***** DATASET CONTENT *****
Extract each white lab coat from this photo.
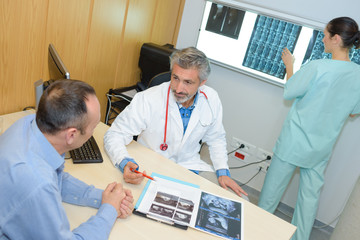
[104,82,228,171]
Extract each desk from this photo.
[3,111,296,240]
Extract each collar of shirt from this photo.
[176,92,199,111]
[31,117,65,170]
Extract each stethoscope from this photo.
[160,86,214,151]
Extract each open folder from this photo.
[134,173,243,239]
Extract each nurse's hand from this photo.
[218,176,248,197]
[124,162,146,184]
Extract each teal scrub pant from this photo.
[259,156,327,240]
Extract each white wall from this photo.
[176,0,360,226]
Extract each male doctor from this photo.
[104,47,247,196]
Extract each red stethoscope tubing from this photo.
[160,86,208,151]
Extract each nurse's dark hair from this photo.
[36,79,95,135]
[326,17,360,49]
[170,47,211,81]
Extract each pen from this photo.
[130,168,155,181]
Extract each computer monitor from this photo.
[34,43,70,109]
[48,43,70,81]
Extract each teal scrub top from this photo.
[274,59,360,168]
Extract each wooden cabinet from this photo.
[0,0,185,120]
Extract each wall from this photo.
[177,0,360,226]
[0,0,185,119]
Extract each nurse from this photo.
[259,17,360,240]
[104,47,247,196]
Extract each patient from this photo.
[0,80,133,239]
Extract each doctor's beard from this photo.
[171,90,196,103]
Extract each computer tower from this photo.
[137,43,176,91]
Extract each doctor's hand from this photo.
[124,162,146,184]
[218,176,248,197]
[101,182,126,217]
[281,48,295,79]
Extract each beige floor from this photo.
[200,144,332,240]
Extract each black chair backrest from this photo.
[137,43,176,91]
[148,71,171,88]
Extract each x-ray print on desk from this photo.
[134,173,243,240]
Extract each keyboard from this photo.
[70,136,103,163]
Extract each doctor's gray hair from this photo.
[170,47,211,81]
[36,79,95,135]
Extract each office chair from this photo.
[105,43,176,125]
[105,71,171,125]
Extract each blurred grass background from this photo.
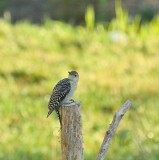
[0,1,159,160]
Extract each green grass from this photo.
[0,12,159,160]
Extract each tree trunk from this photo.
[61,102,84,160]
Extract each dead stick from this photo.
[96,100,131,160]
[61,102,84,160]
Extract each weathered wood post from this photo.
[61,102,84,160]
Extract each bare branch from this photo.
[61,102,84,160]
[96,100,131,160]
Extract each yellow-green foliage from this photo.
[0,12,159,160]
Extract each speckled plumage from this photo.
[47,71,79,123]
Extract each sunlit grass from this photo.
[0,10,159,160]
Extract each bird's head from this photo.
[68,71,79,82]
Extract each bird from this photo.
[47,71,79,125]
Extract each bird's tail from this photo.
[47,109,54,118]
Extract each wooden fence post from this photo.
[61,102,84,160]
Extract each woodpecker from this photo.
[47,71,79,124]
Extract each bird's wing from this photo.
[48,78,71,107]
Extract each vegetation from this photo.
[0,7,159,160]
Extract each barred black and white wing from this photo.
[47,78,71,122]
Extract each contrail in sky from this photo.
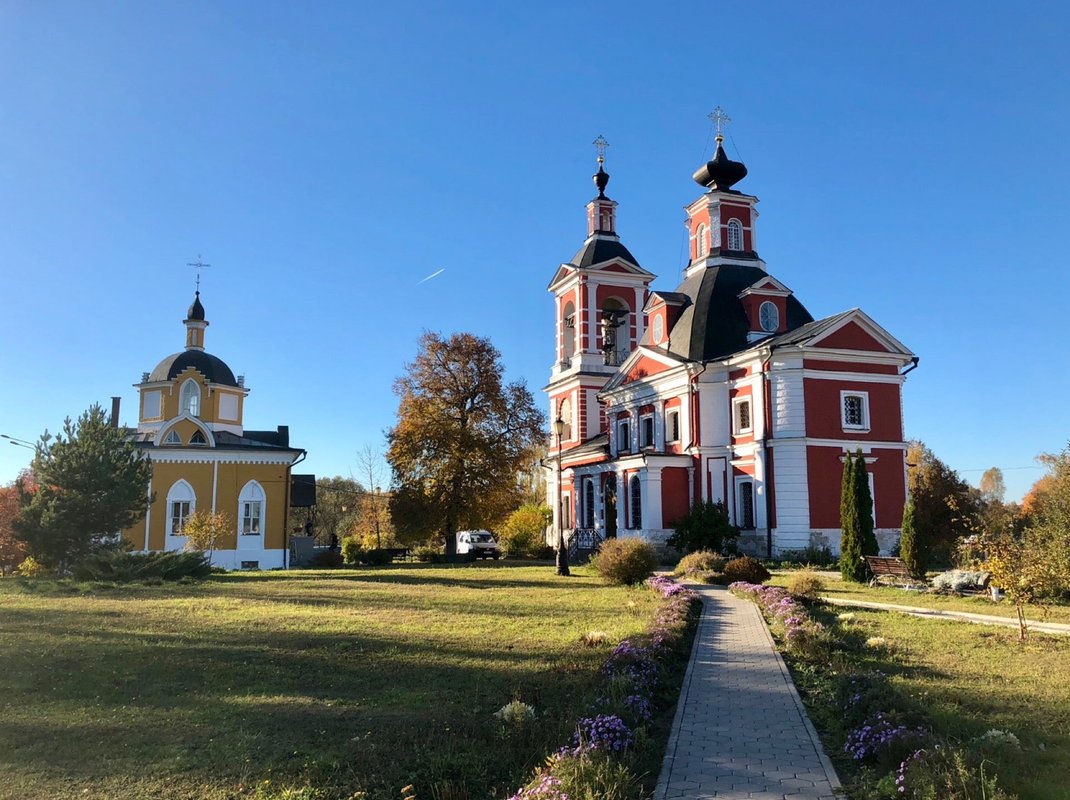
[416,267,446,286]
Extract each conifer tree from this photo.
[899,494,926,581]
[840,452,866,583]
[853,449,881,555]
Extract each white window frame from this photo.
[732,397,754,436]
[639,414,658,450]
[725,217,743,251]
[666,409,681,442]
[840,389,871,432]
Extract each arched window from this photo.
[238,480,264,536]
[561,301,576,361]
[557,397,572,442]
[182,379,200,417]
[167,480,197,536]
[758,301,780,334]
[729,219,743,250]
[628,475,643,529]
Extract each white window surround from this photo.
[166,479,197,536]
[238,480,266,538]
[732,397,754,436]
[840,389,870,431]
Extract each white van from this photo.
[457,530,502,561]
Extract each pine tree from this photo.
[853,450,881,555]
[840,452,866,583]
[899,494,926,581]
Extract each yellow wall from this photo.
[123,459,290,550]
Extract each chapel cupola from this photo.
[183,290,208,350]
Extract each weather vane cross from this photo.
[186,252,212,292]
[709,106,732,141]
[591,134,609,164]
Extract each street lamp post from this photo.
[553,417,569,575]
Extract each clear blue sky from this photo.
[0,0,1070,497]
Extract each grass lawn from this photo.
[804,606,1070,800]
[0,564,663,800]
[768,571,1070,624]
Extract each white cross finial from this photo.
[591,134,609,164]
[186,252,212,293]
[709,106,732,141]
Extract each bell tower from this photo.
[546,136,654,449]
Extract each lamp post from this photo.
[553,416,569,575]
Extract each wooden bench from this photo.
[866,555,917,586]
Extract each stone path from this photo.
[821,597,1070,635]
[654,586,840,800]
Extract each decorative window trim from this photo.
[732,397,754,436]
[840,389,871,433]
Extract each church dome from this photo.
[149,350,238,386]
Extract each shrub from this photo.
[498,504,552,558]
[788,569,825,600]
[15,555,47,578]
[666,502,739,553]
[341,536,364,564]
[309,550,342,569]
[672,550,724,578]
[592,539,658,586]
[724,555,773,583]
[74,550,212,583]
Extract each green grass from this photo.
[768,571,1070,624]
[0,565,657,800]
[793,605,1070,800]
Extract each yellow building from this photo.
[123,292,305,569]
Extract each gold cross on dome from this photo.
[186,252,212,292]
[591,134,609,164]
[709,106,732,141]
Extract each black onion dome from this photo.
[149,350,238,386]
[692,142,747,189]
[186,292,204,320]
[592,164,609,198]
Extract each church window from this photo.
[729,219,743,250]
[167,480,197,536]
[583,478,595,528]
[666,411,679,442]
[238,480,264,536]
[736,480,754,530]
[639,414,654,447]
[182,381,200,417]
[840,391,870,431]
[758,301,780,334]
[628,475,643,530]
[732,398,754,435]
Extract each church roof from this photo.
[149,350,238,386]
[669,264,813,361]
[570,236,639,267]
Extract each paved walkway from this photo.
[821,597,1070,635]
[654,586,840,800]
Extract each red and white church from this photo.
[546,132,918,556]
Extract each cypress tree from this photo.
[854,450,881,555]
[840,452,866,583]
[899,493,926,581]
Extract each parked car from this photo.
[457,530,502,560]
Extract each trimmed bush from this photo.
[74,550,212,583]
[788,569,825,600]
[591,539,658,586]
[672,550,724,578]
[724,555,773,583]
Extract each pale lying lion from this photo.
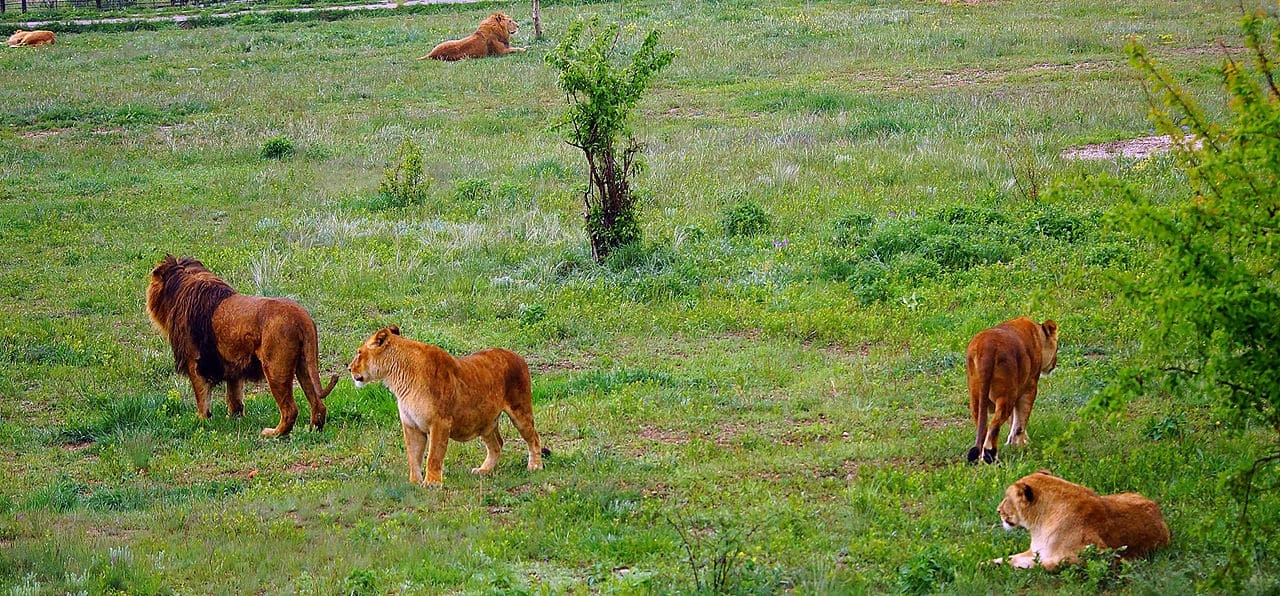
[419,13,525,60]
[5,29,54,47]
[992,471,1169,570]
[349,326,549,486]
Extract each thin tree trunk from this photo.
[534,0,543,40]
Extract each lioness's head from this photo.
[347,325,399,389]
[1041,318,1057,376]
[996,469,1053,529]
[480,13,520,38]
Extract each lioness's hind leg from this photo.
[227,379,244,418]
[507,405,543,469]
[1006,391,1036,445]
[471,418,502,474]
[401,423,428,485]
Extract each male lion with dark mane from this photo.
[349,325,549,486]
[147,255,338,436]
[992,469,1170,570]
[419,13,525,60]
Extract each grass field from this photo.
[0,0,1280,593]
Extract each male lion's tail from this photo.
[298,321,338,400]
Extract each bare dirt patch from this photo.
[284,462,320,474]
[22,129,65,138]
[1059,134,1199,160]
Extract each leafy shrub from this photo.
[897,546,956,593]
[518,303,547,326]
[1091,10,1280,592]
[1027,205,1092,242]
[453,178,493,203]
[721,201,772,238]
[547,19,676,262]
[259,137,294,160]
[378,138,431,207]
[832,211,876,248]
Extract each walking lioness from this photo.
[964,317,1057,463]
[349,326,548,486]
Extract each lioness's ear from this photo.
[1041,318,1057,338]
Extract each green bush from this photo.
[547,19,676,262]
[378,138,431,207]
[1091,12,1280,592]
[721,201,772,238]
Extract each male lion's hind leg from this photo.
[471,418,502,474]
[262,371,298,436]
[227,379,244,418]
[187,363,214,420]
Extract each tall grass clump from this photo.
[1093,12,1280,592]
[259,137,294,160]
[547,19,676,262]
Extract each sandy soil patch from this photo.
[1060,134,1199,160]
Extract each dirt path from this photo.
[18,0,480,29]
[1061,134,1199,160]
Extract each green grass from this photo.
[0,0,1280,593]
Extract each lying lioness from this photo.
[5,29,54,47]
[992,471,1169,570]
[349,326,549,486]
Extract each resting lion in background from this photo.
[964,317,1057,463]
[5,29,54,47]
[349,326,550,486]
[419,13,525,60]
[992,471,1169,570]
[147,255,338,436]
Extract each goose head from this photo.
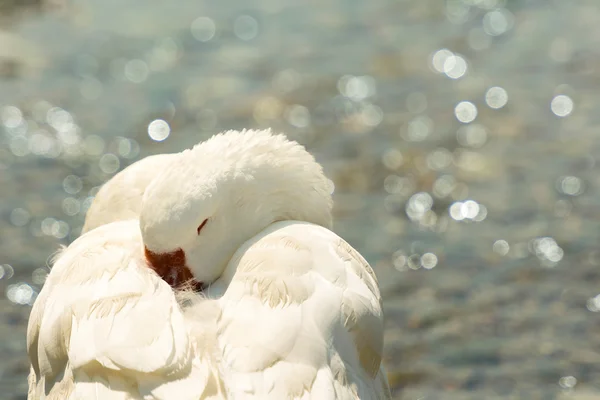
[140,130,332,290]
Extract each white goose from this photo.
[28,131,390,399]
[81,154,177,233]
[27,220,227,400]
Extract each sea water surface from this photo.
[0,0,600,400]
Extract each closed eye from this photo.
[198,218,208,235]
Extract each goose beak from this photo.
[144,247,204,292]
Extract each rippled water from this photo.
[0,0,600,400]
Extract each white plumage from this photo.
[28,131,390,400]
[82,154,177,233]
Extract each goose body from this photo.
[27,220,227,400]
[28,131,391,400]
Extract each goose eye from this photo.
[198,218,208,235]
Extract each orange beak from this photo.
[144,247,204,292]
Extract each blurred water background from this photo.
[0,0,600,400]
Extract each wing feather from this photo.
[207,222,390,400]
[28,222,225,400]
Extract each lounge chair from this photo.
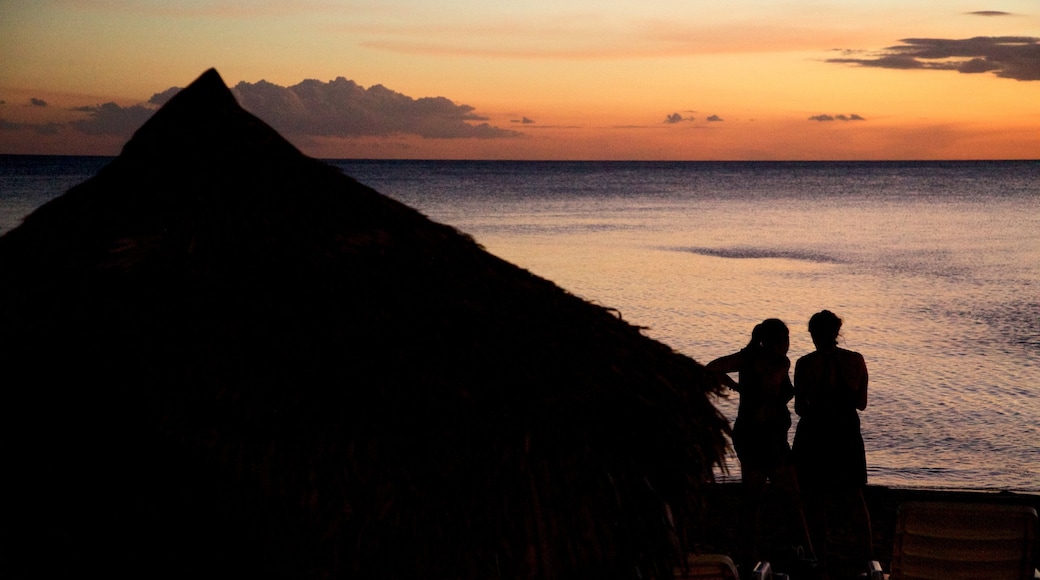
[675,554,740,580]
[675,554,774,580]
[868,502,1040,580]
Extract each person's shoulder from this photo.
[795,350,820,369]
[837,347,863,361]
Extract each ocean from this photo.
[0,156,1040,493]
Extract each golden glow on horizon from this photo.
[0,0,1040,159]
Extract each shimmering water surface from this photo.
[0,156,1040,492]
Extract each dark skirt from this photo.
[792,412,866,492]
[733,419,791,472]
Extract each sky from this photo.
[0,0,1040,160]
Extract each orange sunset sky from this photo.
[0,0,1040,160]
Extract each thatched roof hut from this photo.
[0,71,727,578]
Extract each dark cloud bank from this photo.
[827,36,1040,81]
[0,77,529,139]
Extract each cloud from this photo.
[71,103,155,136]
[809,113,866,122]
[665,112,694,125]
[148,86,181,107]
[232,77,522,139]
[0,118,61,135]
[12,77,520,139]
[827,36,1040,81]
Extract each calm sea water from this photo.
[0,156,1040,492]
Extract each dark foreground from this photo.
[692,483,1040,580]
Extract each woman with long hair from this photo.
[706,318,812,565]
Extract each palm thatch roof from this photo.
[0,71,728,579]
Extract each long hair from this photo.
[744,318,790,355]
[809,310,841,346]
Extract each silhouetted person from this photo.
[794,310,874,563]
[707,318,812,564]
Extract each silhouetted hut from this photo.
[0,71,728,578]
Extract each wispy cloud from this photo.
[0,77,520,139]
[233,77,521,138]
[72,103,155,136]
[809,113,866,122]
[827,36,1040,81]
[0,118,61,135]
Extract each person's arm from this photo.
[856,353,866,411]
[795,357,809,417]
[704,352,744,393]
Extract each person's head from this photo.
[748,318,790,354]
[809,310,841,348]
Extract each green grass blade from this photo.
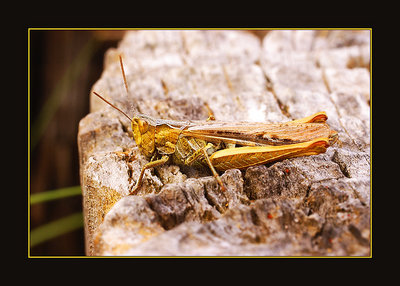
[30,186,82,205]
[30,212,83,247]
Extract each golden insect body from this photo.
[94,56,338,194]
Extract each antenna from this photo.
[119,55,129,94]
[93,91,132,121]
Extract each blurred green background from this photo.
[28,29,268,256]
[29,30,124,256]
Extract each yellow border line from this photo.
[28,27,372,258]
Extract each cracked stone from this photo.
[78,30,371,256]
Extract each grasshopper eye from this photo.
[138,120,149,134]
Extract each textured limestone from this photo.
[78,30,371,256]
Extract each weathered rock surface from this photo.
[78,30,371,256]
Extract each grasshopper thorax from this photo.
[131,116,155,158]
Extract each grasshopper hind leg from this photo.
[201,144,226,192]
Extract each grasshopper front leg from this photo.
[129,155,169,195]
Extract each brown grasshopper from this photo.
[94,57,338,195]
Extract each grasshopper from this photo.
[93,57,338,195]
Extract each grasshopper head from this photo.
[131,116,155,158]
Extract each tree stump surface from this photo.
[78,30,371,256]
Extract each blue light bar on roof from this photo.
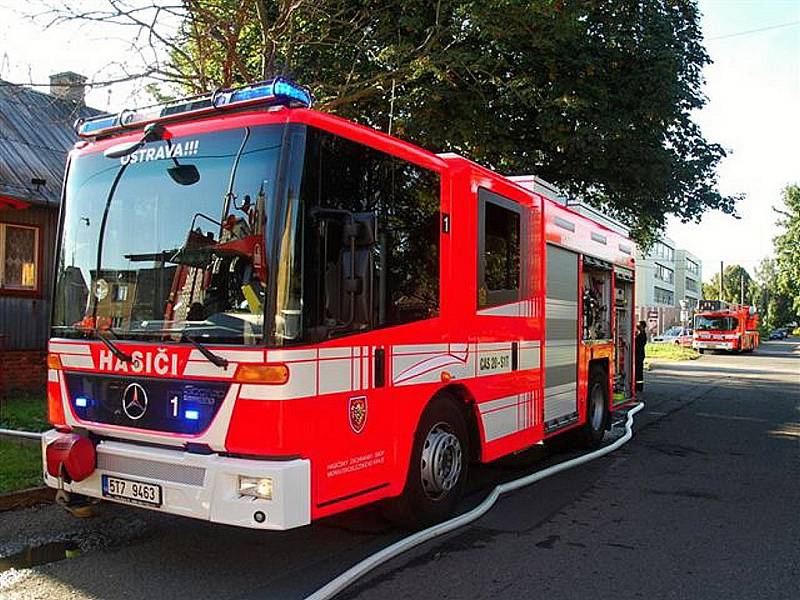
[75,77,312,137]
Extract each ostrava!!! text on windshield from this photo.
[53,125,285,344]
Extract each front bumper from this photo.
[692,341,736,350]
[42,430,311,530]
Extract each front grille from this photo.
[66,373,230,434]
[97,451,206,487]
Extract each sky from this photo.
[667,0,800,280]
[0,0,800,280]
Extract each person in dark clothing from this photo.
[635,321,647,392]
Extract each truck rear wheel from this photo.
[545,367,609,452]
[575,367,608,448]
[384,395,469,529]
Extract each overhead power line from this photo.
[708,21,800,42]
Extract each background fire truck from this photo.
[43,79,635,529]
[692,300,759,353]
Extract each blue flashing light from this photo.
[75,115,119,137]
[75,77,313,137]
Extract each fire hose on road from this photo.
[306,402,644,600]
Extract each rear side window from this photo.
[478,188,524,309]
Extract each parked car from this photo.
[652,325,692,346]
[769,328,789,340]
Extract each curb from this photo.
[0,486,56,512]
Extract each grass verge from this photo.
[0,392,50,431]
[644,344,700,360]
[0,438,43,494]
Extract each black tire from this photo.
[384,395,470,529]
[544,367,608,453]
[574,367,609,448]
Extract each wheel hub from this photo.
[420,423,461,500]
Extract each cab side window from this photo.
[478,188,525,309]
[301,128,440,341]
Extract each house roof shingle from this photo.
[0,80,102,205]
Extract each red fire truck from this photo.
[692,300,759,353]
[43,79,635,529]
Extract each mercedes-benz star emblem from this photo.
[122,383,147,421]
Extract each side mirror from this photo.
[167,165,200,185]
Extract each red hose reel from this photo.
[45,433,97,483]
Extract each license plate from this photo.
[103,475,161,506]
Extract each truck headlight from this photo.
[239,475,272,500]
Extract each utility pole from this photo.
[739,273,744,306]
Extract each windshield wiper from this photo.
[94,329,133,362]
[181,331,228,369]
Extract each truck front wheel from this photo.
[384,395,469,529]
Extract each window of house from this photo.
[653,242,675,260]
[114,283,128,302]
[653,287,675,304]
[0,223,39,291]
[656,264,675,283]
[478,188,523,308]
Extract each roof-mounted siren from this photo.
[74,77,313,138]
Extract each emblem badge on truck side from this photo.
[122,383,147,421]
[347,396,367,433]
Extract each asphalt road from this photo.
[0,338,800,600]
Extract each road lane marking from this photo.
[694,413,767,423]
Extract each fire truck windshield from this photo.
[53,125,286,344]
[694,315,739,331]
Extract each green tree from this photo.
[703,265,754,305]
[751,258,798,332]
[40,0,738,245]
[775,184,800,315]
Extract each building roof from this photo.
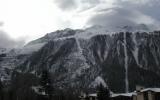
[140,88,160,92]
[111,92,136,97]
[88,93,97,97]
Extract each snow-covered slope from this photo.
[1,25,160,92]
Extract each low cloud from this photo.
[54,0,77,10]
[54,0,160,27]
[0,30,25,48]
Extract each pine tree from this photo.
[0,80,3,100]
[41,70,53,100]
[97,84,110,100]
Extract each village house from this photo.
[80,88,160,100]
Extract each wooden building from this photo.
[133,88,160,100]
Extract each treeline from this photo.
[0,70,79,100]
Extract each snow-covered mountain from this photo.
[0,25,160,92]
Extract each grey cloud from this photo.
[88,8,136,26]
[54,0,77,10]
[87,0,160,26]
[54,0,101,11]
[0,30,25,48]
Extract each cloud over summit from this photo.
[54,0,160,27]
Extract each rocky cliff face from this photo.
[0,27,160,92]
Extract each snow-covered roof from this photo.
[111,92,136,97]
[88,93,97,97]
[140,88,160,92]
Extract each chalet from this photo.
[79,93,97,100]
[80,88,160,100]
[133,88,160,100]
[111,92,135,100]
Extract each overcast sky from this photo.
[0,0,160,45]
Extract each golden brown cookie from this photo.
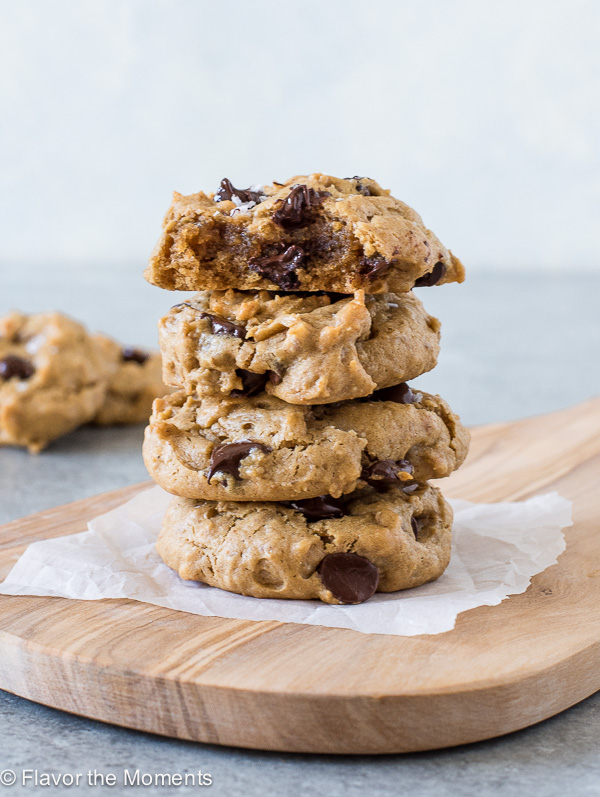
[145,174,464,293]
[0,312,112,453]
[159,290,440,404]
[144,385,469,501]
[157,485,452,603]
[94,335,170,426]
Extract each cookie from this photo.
*****
> [WHAT TO PRODUCE]: Rewrite the records starting at the line containing "Extract each textured" and ending at the line containing "[42,430,311,530]", renaming every "grasshopper" to "locust" and changing nothing else. Leave the pictures out of your answer.

> [FINISHED TASK]:
Extract each textured limestone from this photo.
[78,30,371,256]
Extract each weathered rock surface from this photo.
[78,30,371,256]
Extract each locust thorax from this photo.
[131,116,155,158]
Extract each locust hind leg from this photo.
[201,144,226,192]
Extract each locust front leg from this photo.
[129,155,169,195]
Extract each brown locust from this photo.
[94,57,338,195]
Extract each locust from this photo.
[93,57,338,195]
Extract each locust head from this photo.
[131,116,155,158]
Extract each tree stump surface from this photo.
[78,30,371,256]
Extract each blue light bar on roof from this photo.
[75,77,312,137]
Extract each ostrava!!! text on windshield from this photo.
[53,125,285,344]
Extract each front bumper from this photo.
[692,341,736,350]
[42,430,311,530]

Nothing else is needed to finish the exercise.